Data records:
*** Begin section ***

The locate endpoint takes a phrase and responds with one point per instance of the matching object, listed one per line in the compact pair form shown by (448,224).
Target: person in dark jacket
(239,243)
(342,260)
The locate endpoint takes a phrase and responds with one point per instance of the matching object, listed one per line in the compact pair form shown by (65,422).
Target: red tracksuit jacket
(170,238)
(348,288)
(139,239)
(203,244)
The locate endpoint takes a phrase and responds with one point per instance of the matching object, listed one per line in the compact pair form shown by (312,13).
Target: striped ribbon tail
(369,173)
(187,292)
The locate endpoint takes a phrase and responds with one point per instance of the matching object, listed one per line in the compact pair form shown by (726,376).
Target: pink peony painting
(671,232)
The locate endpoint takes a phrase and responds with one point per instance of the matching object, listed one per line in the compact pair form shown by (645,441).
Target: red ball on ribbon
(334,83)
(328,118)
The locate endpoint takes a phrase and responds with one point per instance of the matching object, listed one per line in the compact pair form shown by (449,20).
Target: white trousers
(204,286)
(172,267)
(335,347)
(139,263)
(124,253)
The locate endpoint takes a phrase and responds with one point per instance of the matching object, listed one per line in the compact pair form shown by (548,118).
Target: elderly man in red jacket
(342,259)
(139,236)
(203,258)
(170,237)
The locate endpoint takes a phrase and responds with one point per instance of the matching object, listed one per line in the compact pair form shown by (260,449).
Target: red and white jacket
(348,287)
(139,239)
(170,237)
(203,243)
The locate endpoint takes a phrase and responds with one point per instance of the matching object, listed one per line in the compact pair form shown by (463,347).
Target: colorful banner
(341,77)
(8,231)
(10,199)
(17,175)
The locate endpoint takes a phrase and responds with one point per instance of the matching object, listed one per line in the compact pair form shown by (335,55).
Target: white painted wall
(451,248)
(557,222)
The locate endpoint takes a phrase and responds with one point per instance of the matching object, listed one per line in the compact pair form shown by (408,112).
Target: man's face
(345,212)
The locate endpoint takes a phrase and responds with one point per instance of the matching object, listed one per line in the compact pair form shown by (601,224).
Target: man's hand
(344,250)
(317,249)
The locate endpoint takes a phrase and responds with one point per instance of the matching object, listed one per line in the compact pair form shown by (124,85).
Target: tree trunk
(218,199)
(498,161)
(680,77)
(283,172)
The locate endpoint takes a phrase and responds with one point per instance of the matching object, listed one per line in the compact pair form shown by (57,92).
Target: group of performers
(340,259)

*** End section ***
*** Begin section ***

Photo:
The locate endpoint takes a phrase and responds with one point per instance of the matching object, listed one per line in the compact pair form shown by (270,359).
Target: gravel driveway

*** End section ***

Instructions for the task:
Your answer should consist solely of the lines above from the line with "Target: elderly man in red jacket" to the line with "shown by (463,347).", both included, reproduced exactly.

Solution to this task:
Target: elderly man in red jacket
(342,259)
(139,236)
(203,258)
(170,237)
The locate endpoint takes a phrase and responds with one point per instance of the matching object, listed one per line in the compact pair form shown by (260,449).
Target: red and white jacket
(348,287)
(139,239)
(170,237)
(203,243)
The locate endpoint takes a phrase and responds with one point per instance of the matching object, listed one per line in the compact pair form shown by (463,347).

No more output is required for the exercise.